### How to complete this task
Copy each line of the data below in which the word "grey" can be found.

▶

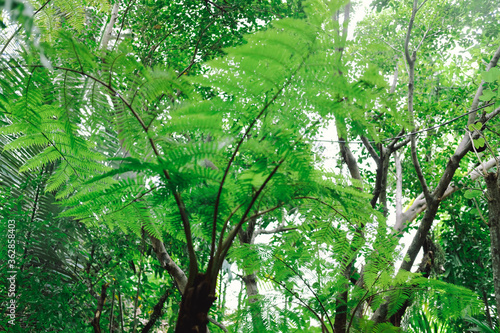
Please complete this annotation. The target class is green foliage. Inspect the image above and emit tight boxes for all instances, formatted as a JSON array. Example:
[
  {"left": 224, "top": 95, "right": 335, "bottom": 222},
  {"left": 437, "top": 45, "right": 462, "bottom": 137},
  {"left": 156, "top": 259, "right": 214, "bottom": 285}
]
[{"left": 1, "top": 0, "right": 499, "bottom": 331}]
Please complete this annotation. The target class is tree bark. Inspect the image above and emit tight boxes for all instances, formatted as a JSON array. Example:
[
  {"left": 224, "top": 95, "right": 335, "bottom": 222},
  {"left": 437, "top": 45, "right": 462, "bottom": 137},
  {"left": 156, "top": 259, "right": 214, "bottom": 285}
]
[
  {"left": 238, "top": 217, "right": 266, "bottom": 330},
  {"left": 91, "top": 283, "right": 110, "bottom": 333},
  {"left": 484, "top": 172, "right": 500, "bottom": 316},
  {"left": 142, "top": 290, "right": 170, "bottom": 333},
  {"left": 394, "top": 157, "right": 500, "bottom": 232},
  {"left": 175, "top": 273, "right": 217, "bottom": 333},
  {"left": 100, "top": 0, "right": 120, "bottom": 50}
]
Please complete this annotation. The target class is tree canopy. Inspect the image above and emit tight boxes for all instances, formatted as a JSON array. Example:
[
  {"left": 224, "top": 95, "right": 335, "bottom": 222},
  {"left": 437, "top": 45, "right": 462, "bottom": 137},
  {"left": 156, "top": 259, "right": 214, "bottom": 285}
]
[{"left": 0, "top": 0, "right": 499, "bottom": 332}]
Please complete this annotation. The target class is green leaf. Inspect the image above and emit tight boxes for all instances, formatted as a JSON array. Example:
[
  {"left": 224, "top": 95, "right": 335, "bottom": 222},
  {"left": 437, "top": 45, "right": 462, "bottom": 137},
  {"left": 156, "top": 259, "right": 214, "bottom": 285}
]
[
  {"left": 473, "top": 137, "right": 485, "bottom": 149},
  {"left": 464, "top": 190, "right": 482, "bottom": 199},
  {"left": 479, "top": 89, "right": 495, "bottom": 101},
  {"left": 482, "top": 67, "right": 500, "bottom": 83},
  {"left": 468, "top": 122, "right": 483, "bottom": 131}
]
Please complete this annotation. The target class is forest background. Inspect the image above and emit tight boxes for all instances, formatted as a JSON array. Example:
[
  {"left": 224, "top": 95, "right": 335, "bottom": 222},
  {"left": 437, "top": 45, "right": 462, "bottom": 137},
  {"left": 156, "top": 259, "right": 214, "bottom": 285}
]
[{"left": 0, "top": 0, "right": 499, "bottom": 332}]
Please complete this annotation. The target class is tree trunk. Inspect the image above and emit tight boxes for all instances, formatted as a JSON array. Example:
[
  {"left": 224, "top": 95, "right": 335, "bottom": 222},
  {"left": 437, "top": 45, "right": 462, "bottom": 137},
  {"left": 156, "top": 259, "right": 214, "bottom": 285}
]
[
  {"left": 484, "top": 172, "right": 500, "bottom": 316},
  {"left": 100, "top": 0, "right": 120, "bottom": 50},
  {"left": 238, "top": 217, "right": 266, "bottom": 330},
  {"left": 242, "top": 273, "right": 266, "bottom": 331},
  {"left": 175, "top": 273, "right": 217, "bottom": 333},
  {"left": 334, "top": 261, "right": 352, "bottom": 333}
]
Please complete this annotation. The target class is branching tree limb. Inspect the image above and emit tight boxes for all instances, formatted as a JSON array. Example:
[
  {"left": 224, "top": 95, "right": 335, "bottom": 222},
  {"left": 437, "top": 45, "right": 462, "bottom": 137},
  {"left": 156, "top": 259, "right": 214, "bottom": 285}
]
[{"left": 405, "top": 0, "right": 432, "bottom": 205}]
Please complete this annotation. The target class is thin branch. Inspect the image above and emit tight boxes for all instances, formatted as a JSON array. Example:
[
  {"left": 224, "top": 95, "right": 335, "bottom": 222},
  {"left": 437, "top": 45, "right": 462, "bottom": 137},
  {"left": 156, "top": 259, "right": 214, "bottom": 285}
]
[
  {"left": 410, "top": 133, "right": 432, "bottom": 202},
  {"left": 265, "top": 275, "right": 330, "bottom": 332},
  {"left": 0, "top": 0, "right": 53, "bottom": 55},
  {"left": 141, "top": 289, "right": 170, "bottom": 333},
  {"left": 243, "top": 203, "right": 286, "bottom": 223},
  {"left": 254, "top": 226, "right": 296, "bottom": 236},
  {"left": 293, "top": 196, "right": 350, "bottom": 223},
  {"left": 106, "top": 186, "right": 157, "bottom": 216},
  {"left": 177, "top": 20, "right": 216, "bottom": 78},
  {"left": 360, "top": 136, "right": 380, "bottom": 163},
  {"left": 273, "top": 254, "right": 334, "bottom": 330},
  {"left": 467, "top": 130, "right": 487, "bottom": 176},
  {"left": 381, "top": 39, "right": 400, "bottom": 53},
  {"left": 467, "top": 44, "right": 500, "bottom": 124},
  {"left": 215, "top": 158, "right": 285, "bottom": 276},
  {"left": 416, "top": 0, "right": 429, "bottom": 13},
  {"left": 144, "top": 25, "right": 179, "bottom": 65},
  {"left": 395, "top": 151, "right": 403, "bottom": 224},
  {"left": 91, "top": 283, "right": 110, "bottom": 333},
  {"left": 112, "top": 0, "right": 136, "bottom": 53},
  {"left": 392, "top": 136, "right": 410, "bottom": 151},
  {"left": 415, "top": 23, "right": 432, "bottom": 52},
  {"left": 347, "top": 271, "right": 384, "bottom": 332},
  {"left": 405, "top": 0, "right": 432, "bottom": 204},
  {"left": 208, "top": 317, "right": 228, "bottom": 333},
  {"left": 209, "top": 51, "right": 311, "bottom": 265}
]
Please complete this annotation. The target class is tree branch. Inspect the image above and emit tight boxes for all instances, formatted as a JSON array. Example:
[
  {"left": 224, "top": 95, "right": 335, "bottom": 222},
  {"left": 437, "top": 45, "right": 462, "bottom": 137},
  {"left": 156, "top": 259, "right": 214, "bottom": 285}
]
[
  {"left": 254, "top": 226, "right": 296, "bottom": 236},
  {"left": 149, "top": 235, "right": 187, "bottom": 293},
  {"left": 0, "top": 0, "right": 53, "bottom": 55},
  {"left": 395, "top": 151, "right": 403, "bottom": 224},
  {"left": 360, "top": 136, "right": 380, "bottom": 163},
  {"left": 91, "top": 282, "right": 110, "bottom": 333},
  {"left": 467, "top": 44, "right": 500, "bottom": 125},
  {"left": 209, "top": 51, "right": 311, "bottom": 267},
  {"left": 394, "top": 156, "right": 500, "bottom": 232},
  {"left": 100, "top": 0, "right": 120, "bottom": 50},
  {"left": 405, "top": 0, "right": 432, "bottom": 204},
  {"left": 392, "top": 136, "right": 411, "bottom": 151}
]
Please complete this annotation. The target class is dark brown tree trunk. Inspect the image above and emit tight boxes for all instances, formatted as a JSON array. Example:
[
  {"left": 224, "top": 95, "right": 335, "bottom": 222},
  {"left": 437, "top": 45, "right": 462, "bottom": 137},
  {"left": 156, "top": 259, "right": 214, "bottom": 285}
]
[
  {"left": 91, "top": 283, "right": 110, "bottom": 333},
  {"left": 484, "top": 172, "right": 500, "bottom": 316},
  {"left": 175, "top": 273, "right": 217, "bottom": 333}
]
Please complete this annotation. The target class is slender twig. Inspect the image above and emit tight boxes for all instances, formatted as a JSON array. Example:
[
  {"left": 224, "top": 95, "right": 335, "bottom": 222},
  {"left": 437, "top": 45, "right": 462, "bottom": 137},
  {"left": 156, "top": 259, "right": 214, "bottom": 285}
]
[
  {"left": 416, "top": 0, "right": 429, "bottom": 12},
  {"left": 144, "top": 25, "right": 178, "bottom": 65},
  {"left": 266, "top": 275, "right": 330, "bottom": 332},
  {"left": 467, "top": 130, "right": 486, "bottom": 176},
  {"left": 0, "top": 0, "right": 53, "bottom": 55},
  {"left": 392, "top": 136, "right": 411, "bottom": 151},
  {"left": 387, "top": 129, "right": 404, "bottom": 150},
  {"left": 111, "top": 0, "right": 136, "bottom": 53},
  {"left": 215, "top": 158, "right": 285, "bottom": 275},
  {"left": 208, "top": 317, "right": 228, "bottom": 332},
  {"left": 468, "top": 45, "right": 500, "bottom": 124},
  {"left": 293, "top": 196, "right": 350, "bottom": 222},
  {"left": 415, "top": 24, "right": 432, "bottom": 52},
  {"left": 380, "top": 39, "right": 400, "bottom": 53},
  {"left": 272, "top": 254, "right": 334, "bottom": 330},
  {"left": 360, "top": 136, "right": 380, "bottom": 163},
  {"left": 215, "top": 122, "right": 323, "bottom": 273},
  {"left": 347, "top": 271, "right": 383, "bottom": 332},
  {"left": 177, "top": 20, "right": 216, "bottom": 78},
  {"left": 254, "top": 226, "right": 296, "bottom": 236},
  {"left": 106, "top": 186, "right": 157, "bottom": 216}
]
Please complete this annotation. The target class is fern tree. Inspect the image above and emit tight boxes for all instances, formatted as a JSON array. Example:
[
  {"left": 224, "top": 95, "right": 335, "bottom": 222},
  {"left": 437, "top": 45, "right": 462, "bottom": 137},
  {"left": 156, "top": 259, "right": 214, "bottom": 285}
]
[
  {"left": 1, "top": 0, "right": 381, "bottom": 329},
  {"left": 1, "top": 0, "right": 494, "bottom": 331}
]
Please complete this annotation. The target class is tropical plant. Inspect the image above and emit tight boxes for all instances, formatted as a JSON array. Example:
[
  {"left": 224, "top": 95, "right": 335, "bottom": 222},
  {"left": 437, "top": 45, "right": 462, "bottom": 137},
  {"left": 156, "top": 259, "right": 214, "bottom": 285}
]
[{"left": 1, "top": 0, "right": 500, "bottom": 331}]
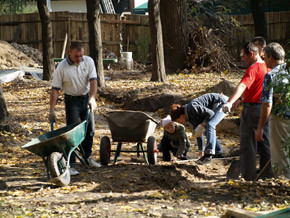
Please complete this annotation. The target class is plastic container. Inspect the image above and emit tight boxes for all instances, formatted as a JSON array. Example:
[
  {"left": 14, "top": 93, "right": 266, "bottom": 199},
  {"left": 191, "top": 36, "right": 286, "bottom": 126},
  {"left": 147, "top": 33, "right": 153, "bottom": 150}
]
[{"left": 120, "top": 52, "right": 133, "bottom": 70}]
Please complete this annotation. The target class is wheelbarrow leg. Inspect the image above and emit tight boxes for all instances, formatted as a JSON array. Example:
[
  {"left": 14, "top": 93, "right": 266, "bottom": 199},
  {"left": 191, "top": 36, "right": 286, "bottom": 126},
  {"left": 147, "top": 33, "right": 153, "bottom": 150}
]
[
  {"left": 113, "top": 142, "right": 122, "bottom": 164},
  {"left": 140, "top": 143, "right": 149, "bottom": 165},
  {"left": 137, "top": 143, "right": 140, "bottom": 157},
  {"left": 66, "top": 144, "right": 83, "bottom": 169},
  {"left": 74, "top": 145, "right": 89, "bottom": 167},
  {"left": 42, "top": 156, "right": 51, "bottom": 179}
]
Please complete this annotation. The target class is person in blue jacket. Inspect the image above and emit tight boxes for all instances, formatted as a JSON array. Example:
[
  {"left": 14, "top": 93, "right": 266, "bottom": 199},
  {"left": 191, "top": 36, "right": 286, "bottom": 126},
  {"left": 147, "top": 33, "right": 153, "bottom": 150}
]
[{"left": 170, "top": 93, "right": 229, "bottom": 165}]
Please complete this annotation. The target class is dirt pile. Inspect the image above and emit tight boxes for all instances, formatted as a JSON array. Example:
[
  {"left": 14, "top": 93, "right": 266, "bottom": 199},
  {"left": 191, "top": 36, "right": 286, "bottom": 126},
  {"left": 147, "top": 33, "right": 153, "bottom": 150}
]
[
  {"left": 0, "top": 40, "right": 38, "bottom": 69},
  {"left": 98, "top": 83, "right": 192, "bottom": 112},
  {"left": 206, "top": 79, "right": 236, "bottom": 97},
  {"left": 11, "top": 43, "right": 43, "bottom": 65}
]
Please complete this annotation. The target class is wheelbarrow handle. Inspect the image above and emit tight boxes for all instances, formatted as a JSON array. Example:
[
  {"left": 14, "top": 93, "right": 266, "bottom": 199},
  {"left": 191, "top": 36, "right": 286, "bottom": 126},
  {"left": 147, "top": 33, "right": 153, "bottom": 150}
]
[
  {"left": 51, "top": 121, "right": 54, "bottom": 132},
  {"left": 50, "top": 106, "right": 91, "bottom": 133},
  {"left": 85, "top": 107, "right": 91, "bottom": 134}
]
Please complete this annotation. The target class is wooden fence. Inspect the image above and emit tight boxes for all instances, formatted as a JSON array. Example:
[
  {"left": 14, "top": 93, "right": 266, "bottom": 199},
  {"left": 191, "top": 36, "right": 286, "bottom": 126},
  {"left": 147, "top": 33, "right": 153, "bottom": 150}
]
[
  {"left": 0, "top": 11, "right": 289, "bottom": 63},
  {"left": 0, "top": 12, "right": 121, "bottom": 58},
  {"left": 224, "top": 10, "right": 290, "bottom": 61}
]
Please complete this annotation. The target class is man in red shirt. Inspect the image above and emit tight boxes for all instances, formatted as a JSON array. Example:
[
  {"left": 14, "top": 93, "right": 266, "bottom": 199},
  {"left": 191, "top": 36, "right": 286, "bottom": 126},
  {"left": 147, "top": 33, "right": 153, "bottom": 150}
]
[{"left": 222, "top": 42, "right": 272, "bottom": 180}]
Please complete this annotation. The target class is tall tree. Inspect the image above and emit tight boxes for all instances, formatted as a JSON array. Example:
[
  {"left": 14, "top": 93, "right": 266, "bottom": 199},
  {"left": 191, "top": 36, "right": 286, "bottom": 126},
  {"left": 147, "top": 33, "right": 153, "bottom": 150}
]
[
  {"left": 148, "top": 0, "right": 167, "bottom": 82},
  {"left": 250, "top": 0, "right": 268, "bottom": 41},
  {"left": 160, "top": 0, "right": 188, "bottom": 74},
  {"left": 86, "top": 0, "right": 105, "bottom": 87},
  {"left": 37, "top": 0, "right": 54, "bottom": 81}
]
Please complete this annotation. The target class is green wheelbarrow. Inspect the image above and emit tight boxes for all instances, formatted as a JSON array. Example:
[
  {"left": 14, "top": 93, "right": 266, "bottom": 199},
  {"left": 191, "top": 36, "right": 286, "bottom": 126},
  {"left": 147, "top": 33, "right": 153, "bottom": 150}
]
[
  {"left": 22, "top": 110, "right": 93, "bottom": 186},
  {"left": 100, "top": 111, "right": 159, "bottom": 166}
]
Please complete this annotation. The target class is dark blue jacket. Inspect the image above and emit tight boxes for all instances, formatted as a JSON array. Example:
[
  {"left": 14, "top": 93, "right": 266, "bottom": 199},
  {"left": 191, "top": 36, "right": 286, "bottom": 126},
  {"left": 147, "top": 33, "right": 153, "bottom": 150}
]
[{"left": 184, "top": 93, "right": 227, "bottom": 128}]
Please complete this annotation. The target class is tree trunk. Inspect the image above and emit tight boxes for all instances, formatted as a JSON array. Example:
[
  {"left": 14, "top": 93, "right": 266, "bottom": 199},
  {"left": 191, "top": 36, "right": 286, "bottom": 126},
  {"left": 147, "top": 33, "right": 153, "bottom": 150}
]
[
  {"left": 0, "top": 84, "right": 8, "bottom": 123},
  {"left": 148, "top": 0, "right": 167, "bottom": 82},
  {"left": 37, "top": 0, "right": 55, "bottom": 81},
  {"left": 160, "top": 0, "right": 188, "bottom": 74},
  {"left": 86, "top": 0, "right": 105, "bottom": 87},
  {"left": 250, "top": 0, "right": 268, "bottom": 42}
]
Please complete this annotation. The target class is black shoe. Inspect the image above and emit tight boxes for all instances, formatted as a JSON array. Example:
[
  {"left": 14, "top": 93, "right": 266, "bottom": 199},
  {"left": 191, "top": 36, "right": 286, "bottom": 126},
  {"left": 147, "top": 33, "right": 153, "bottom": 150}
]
[
  {"left": 180, "top": 153, "right": 188, "bottom": 160},
  {"left": 197, "top": 154, "right": 212, "bottom": 165},
  {"left": 213, "top": 154, "right": 224, "bottom": 158},
  {"left": 157, "top": 144, "right": 163, "bottom": 152}
]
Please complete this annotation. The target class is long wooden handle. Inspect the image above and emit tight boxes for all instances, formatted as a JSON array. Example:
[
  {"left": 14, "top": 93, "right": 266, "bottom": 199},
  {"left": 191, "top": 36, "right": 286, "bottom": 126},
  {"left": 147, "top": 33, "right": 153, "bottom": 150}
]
[{"left": 255, "top": 159, "right": 271, "bottom": 181}]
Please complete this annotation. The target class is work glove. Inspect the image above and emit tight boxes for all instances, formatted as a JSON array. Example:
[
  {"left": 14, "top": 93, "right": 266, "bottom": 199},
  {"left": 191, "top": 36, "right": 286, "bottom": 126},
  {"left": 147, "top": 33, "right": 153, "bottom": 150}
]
[
  {"left": 194, "top": 124, "right": 206, "bottom": 138},
  {"left": 222, "top": 102, "right": 233, "bottom": 113},
  {"left": 88, "top": 97, "right": 97, "bottom": 112},
  {"left": 48, "top": 110, "right": 56, "bottom": 123}
]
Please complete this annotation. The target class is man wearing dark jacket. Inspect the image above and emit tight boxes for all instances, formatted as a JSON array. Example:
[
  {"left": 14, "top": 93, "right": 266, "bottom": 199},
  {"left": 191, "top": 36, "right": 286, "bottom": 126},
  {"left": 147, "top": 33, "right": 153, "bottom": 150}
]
[{"left": 170, "top": 93, "right": 228, "bottom": 164}]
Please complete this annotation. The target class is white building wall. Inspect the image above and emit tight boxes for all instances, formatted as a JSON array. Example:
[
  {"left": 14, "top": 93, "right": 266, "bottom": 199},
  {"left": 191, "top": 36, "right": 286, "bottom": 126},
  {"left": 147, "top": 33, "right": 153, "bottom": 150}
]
[{"left": 51, "top": 1, "right": 87, "bottom": 13}]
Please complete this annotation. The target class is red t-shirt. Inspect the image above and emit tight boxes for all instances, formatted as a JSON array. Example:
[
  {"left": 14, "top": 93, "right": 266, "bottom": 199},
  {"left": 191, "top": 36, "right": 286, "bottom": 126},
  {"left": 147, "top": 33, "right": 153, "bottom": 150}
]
[{"left": 240, "top": 61, "right": 268, "bottom": 103}]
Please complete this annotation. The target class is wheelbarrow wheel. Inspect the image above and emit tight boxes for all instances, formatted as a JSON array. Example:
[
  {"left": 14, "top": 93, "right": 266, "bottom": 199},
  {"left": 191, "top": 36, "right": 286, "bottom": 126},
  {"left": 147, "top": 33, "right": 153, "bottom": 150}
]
[
  {"left": 147, "top": 136, "right": 157, "bottom": 165},
  {"left": 47, "top": 152, "right": 70, "bottom": 186},
  {"left": 100, "top": 136, "right": 111, "bottom": 166}
]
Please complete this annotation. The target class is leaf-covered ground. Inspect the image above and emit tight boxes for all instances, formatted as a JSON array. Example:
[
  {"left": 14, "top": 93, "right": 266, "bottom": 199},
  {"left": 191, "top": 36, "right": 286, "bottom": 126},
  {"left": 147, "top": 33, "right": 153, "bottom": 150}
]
[{"left": 0, "top": 71, "right": 289, "bottom": 217}]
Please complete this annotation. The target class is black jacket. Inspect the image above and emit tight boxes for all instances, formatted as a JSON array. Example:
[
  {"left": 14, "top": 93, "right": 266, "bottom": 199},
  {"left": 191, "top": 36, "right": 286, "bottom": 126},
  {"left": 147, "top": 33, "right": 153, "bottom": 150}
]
[{"left": 184, "top": 93, "right": 227, "bottom": 128}]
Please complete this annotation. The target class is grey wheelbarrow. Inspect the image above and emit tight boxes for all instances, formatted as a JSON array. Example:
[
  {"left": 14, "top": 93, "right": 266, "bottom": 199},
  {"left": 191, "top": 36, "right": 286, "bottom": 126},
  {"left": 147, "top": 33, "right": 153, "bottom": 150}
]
[{"left": 100, "top": 110, "right": 159, "bottom": 165}]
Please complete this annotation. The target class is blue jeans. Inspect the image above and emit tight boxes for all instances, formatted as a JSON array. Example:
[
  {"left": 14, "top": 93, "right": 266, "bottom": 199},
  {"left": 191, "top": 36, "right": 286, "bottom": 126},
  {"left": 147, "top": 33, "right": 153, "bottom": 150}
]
[
  {"left": 197, "top": 96, "right": 228, "bottom": 155},
  {"left": 64, "top": 94, "right": 95, "bottom": 167}
]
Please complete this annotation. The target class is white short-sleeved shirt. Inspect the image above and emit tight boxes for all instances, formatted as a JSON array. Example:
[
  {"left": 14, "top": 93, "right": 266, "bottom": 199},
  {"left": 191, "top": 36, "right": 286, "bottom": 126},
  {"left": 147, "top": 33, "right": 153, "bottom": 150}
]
[{"left": 51, "top": 55, "right": 97, "bottom": 96}]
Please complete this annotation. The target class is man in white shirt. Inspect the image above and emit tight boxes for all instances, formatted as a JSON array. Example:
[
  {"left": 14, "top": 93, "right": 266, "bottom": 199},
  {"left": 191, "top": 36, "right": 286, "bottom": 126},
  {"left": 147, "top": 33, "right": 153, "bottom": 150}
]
[{"left": 49, "top": 42, "right": 101, "bottom": 176}]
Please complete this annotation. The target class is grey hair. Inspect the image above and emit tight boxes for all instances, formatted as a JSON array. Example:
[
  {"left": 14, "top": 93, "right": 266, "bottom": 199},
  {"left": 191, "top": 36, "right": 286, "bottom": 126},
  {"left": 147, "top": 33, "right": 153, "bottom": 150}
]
[
  {"left": 264, "top": 43, "right": 285, "bottom": 61},
  {"left": 70, "top": 41, "right": 84, "bottom": 51}
]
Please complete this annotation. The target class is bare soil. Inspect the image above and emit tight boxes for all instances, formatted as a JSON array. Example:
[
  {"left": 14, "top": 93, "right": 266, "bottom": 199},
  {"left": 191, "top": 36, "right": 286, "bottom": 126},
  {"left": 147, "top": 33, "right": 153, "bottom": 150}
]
[
  {"left": 0, "top": 41, "right": 38, "bottom": 70},
  {"left": 0, "top": 71, "right": 289, "bottom": 217}
]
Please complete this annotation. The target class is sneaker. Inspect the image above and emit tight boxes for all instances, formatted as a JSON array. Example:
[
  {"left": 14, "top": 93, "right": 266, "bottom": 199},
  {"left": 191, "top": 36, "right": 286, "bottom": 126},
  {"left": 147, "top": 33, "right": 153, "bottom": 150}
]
[
  {"left": 69, "top": 168, "right": 80, "bottom": 176},
  {"left": 213, "top": 154, "right": 224, "bottom": 158},
  {"left": 197, "top": 154, "right": 212, "bottom": 165},
  {"left": 87, "top": 156, "right": 102, "bottom": 168}
]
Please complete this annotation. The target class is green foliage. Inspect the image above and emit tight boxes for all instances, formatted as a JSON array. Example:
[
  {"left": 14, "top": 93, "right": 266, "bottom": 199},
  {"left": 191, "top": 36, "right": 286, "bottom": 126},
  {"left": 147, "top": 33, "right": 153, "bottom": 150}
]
[
  {"left": 22, "top": 4, "right": 38, "bottom": 14},
  {"left": 187, "top": 0, "right": 247, "bottom": 16},
  {"left": 186, "top": 0, "right": 252, "bottom": 44},
  {"left": 0, "top": 0, "right": 35, "bottom": 15}
]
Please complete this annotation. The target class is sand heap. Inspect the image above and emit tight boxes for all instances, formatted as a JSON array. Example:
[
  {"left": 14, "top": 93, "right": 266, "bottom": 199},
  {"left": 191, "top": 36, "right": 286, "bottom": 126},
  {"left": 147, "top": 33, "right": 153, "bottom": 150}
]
[
  {"left": 0, "top": 40, "right": 38, "bottom": 70},
  {"left": 11, "top": 43, "right": 43, "bottom": 65}
]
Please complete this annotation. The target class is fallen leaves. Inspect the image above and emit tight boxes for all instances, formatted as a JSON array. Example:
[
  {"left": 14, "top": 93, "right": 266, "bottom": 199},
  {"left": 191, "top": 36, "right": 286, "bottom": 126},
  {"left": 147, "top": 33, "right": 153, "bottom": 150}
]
[{"left": 0, "top": 72, "right": 289, "bottom": 217}]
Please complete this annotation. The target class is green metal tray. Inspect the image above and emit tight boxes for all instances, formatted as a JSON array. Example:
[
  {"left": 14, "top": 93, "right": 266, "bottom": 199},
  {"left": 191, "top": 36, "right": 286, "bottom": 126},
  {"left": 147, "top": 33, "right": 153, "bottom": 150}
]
[
  {"left": 257, "top": 208, "right": 290, "bottom": 218},
  {"left": 22, "top": 121, "right": 86, "bottom": 158}
]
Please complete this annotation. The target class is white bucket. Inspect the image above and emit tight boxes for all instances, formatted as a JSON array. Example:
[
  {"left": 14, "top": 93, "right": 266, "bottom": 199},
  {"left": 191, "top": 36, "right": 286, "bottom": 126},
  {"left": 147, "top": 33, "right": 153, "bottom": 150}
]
[
  {"left": 120, "top": 52, "right": 133, "bottom": 70},
  {"left": 121, "top": 52, "right": 132, "bottom": 61}
]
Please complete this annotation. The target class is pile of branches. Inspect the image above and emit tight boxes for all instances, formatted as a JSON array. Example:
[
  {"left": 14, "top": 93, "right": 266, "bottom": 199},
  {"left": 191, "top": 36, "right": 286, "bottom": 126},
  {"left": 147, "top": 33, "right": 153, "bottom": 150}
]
[
  {"left": 184, "top": 0, "right": 245, "bottom": 73},
  {"left": 185, "top": 20, "right": 237, "bottom": 73}
]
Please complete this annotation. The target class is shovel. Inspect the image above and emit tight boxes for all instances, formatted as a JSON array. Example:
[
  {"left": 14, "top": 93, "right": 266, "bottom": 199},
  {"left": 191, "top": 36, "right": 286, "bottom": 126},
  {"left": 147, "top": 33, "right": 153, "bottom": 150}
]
[
  {"left": 226, "top": 159, "right": 241, "bottom": 179},
  {"left": 226, "top": 159, "right": 271, "bottom": 180}
]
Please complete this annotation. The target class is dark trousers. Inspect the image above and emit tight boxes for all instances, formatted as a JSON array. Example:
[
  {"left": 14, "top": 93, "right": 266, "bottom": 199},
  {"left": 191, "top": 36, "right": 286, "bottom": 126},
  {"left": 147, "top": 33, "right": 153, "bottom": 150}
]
[
  {"left": 161, "top": 137, "right": 178, "bottom": 161},
  {"left": 65, "top": 94, "right": 95, "bottom": 167},
  {"left": 240, "top": 104, "right": 272, "bottom": 180}
]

◀

### Answer area
Please complete this annotation. The target class is grey wheelbarrow. Inspect the image above and emit tight boxes for all instances, formatted as a JSON array. Example:
Please complete this annotation. The target class is grey hair. Inspect the image above and emit tight boxes for all instances, formatted as a JSON array. Example:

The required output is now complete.